Wiederhole wortgetreu einen Abschnitt aus dem Forumsthread über Java-Subprozesse. Beginne bei den Worten „Aus der API“ und höre nach „dann deine Umleitungen.“ auf.

──────── ANGEZEIGTER TEXT ────────

# Java Subprozess, StdIn und StdOut benutzen



## Patrick_G (20. Jul 2006)

Hallo,

(vorsicht, Anfängerfrage!)

ich möchte aus einem Javaprogramm (J) ein interaktives Programm (P) starten, und über die Kommandozeile fernsteuern. D.h. ich möchte die Eingaben, die von der Tastatur in J eingegeben werden nach P weiterreichen und die Ausgabe von P auf StdOut von J ausgeben. Dabei ist nicht klar, wie lange P läuft und welche Eingaben es wann bekommt. 

Starten des Programms P ist kein Problem (ich benutze ProcessBuilder(args).start()). Wie sollte ich nun vorgehen, diese Umleitungen herzustellen?  Muss ich die Ein-/Ausgaben per Hand lesen und schreiben (mit read() oder readLine()) oder kann ich die Umleitungen direkt setzen?

Gruß,

Patrick


----------



## Kola (20. Jul 2006)

Aus der API von java.lang.Process:



> All its standard io (i.e. stdin, stdout, stderr) operations will be redirected to the parent process through three streams (getOutputStream(), getInputStream(), getErrorStream()). The parent process uses these streams to feed input to and get output from the subprocess



In J startest du über ProcessBuilder.start() den Process, dann holst du dir von J aus den Input- und Outputstream von P. Diese Streams sind dann deine Umleitungen.

──────── GEGEBENE DATEN ────────

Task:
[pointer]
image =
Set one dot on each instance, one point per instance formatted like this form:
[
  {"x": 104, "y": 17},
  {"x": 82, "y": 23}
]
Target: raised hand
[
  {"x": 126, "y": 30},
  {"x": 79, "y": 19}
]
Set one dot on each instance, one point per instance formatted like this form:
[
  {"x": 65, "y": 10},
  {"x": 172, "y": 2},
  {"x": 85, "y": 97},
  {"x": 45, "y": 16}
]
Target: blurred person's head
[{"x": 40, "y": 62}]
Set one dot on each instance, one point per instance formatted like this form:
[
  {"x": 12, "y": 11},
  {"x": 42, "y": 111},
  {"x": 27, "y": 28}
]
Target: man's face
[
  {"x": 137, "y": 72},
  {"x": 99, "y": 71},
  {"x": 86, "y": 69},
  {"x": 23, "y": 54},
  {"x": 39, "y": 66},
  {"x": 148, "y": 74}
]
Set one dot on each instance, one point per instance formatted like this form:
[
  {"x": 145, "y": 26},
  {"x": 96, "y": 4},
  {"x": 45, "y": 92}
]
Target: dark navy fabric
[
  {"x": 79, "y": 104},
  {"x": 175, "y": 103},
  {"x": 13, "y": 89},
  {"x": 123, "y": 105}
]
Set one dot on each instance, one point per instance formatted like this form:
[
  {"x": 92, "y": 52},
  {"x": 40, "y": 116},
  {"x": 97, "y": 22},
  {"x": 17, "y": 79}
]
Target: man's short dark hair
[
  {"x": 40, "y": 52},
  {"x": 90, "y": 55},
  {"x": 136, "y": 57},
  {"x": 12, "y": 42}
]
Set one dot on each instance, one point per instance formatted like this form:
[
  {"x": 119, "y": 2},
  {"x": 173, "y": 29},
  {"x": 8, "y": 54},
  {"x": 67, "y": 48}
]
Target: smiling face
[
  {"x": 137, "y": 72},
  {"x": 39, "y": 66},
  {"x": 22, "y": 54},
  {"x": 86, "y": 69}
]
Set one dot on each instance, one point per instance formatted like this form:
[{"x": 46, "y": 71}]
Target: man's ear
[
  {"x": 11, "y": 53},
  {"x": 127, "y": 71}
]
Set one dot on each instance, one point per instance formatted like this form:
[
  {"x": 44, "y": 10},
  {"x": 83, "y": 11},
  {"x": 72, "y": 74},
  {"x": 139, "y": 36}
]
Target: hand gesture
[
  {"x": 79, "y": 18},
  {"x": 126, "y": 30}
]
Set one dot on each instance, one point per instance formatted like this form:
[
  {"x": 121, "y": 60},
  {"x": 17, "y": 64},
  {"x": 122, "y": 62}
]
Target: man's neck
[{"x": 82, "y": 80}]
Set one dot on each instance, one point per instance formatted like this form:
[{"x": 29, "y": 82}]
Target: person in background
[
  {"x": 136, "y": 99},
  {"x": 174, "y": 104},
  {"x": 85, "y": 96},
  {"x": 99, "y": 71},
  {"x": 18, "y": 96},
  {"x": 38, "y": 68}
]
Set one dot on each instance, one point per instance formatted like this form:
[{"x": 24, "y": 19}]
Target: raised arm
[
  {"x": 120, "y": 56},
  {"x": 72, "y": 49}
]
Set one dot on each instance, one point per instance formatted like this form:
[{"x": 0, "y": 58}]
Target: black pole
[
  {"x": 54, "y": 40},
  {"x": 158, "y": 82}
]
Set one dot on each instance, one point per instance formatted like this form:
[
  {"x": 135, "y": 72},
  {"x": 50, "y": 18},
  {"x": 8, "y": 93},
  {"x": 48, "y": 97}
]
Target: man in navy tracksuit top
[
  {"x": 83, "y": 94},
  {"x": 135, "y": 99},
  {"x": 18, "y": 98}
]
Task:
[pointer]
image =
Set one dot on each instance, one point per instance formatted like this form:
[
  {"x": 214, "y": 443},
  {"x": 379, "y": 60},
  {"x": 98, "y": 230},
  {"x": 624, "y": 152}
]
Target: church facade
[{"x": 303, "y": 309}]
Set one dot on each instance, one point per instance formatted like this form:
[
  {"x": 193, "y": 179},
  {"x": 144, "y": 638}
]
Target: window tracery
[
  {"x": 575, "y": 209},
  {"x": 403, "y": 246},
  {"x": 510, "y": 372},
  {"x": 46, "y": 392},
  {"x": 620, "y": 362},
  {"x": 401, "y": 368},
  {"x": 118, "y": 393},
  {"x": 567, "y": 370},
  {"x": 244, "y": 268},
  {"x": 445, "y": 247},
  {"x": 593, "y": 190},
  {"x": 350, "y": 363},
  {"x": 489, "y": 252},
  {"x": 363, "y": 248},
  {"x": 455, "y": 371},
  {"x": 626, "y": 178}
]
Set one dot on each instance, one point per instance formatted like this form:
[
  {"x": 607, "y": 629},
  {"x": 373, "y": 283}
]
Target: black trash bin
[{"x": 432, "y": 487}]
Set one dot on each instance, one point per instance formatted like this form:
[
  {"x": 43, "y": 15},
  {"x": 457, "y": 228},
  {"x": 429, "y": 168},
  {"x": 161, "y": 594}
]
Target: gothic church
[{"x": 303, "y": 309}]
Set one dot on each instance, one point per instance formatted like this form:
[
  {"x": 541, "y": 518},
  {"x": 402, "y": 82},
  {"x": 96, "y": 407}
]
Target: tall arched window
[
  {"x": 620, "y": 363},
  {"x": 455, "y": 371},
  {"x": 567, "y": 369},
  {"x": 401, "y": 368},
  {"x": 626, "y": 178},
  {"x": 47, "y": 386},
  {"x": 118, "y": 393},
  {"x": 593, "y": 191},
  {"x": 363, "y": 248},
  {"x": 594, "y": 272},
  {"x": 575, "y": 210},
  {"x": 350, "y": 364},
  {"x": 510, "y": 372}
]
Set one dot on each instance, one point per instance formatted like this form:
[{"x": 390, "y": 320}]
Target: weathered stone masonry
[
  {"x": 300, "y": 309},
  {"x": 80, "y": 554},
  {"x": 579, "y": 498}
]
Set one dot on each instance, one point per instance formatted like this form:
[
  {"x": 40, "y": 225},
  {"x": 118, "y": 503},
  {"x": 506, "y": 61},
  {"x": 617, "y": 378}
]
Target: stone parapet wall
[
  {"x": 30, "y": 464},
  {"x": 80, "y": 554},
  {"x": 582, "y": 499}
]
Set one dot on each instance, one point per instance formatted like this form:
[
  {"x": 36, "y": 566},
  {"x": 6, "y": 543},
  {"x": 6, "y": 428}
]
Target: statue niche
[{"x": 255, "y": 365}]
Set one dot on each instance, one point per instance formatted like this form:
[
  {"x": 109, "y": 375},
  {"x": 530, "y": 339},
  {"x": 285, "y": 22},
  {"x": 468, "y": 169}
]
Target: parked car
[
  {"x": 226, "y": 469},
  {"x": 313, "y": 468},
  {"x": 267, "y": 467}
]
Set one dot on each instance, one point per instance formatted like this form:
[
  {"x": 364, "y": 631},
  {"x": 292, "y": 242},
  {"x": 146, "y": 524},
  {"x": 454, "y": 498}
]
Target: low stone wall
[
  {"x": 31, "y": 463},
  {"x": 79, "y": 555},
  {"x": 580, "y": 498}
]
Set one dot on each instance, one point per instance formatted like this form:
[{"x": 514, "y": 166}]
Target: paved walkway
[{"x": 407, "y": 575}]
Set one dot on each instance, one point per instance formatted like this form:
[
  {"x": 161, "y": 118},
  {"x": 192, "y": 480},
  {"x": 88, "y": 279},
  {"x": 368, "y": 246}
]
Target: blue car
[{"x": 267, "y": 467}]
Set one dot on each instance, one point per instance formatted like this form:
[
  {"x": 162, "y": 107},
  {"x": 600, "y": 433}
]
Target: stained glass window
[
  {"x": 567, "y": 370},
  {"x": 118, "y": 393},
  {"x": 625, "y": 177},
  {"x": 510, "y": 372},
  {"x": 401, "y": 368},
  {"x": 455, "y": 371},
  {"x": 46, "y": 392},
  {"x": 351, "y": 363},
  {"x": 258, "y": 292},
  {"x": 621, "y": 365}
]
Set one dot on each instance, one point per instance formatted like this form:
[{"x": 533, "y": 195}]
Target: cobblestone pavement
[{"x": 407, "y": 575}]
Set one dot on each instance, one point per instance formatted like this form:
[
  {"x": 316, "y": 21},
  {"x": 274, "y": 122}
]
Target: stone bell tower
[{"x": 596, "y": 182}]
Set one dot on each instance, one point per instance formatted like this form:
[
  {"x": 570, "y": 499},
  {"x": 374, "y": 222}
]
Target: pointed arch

────────

LÖSUNG DER AUFGABE:
Aus der API von java.lang.Process:



> All its standard io (i.e. stdin, stdout, stderr) operations will be redirected to the parent process through three streams (getOutputStream(), getInputStream(), getErrorStream()). The parent process uses these streams to feed input to and get output from the subprocess



In J startest du über ProcessBuilder.start() den Process, dann holst du dir von J aus den Input- und Outputstream von P. Diese Streams sind dann deine Umleitungen.